▸ **Problem to solve**
Reproduce exactly the lines from the one containing "In this exercise you will identify every instance of the wooden" through the last line of the data, both ends included.

▸ **Listed entries**

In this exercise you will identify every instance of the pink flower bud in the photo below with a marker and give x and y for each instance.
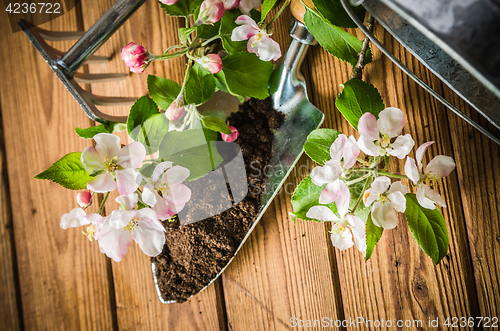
(230, 137)
(136, 57)
(231, 4)
(175, 110)
(83, 198)
(211, 11)
(211, 62)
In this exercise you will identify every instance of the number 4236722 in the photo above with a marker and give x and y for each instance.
(33, 8)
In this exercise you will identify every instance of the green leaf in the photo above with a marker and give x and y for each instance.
(181, 8)
(318, 143)
(358, 97)
(334, 12)
(200, 85)
(267, 6)
(67, 172)
(305, 196)
(151, 132)
(142, 109)
(215, 124)
(191, 149)
(163, 91)
(89, 133)
(184, 33)
(336, 41)
(247, 75)
(428, 227)
(373, 234)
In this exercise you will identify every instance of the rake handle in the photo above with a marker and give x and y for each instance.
(97, 35)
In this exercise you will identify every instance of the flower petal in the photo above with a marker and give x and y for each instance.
(322, 213)
(73, 219)
(440, 166)
(402, 146)
(102, 183)
(351, 152)
(243, 32)
(179, 195)
(91, 160)
(120, 218)
(398, 201)
(127, 181)
(108, 145)
(411, 170)
(398, 187)
(368, 147)
(419, 154)
(358, 229)
(391, 121)
(128, 201)
(247, 5)
(341, 237)
(384, 215)
(113, 242)
(367, 127)
(132, 155)
(328, 173)
(160, 169)
(176, 174)
(268, 49)
(148, 197)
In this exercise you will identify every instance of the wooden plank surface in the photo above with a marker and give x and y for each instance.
(137, 303)
(283, 270)
(63, 278)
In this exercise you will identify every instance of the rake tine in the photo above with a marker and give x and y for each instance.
(83, 78)
(100, 100)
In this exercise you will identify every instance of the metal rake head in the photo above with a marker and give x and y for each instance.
(66, 64)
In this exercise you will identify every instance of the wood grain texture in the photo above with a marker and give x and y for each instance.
(63, 278)
(479, 181)
(283, 270)
(400, 282)
(137, 303)
(10, 305)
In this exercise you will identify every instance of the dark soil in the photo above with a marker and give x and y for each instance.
(195, 253)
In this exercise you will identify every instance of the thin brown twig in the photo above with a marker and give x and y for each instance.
(357, 70)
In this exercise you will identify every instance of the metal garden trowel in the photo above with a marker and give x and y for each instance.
(289, 96)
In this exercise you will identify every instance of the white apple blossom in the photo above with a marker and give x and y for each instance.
(77, 217)
(259, 41)
(376, 135)
(440, 166)
(344, 153)
(347, 227)
(165, 193)
(109, 161)
(116, 231)
(386, 201)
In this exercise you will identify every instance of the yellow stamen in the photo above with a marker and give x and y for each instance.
(90, 232)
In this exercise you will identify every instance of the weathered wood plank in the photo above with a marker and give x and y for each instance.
(400, 282)
(10, 305)
(63, 278)
(138, 306)
(479, 187)
(283, 270)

▸ **Output for this task**
In this exercise you will identify every instance of the wooden plank surface in the photo above with a marker and give x and y for each instance.
(137, 303)
(283, 270)
(63, 278)
In this exercise you will identify every instance of the rake tine in the photo above with a marker and give x and y for each instance.
(83, 78)
(100, 100)
In this exercise you will identify every instance of the metal rake head in the photo above with a marker and give x and y for each instance.
(66, 64)
In this exercise you will identify every instance of the wood grain texture in the photo above with a marker and give x and y for each instance.
(63, 278)
(479, 181)
(283, 270)
(400, 282)
(137, 303)
(10, 305)
In this exercise you will identify every instance of the dark soil in the photo above with a marker and give x and y for each instance.
(195, 253)
In this exercise you will identify every instance of the thin brown twig in the photo above with a marker and give x and y for each instance.
(357, 70)
In this exercise you will identify every instance of the metal garden trowel in the photo above with a marker and give x and y for each instance.
(289, 96)
In this exercise you will identify every instance of the white apple blossom in the photo above with a marker and give x and y for each instance.
(77, 217)
(259, 41)
(376, 135)
(440, 166)
(344, 153)
(347, 227)
(165, 193)
(109, 161)
(116, 231)
(386, 201)
In this exercise you will identify every instance of the yellow stamen in the photo above with a marker and give x and y for each instance.
(90, 232)
In this exercise you will identify every instance of the weathered wood plank in the photo above with a marker and give x and y for each instance.
(400, 282)
(10, 305)
(63, 278)
(138, 306)
(479, 187)
(283, 270)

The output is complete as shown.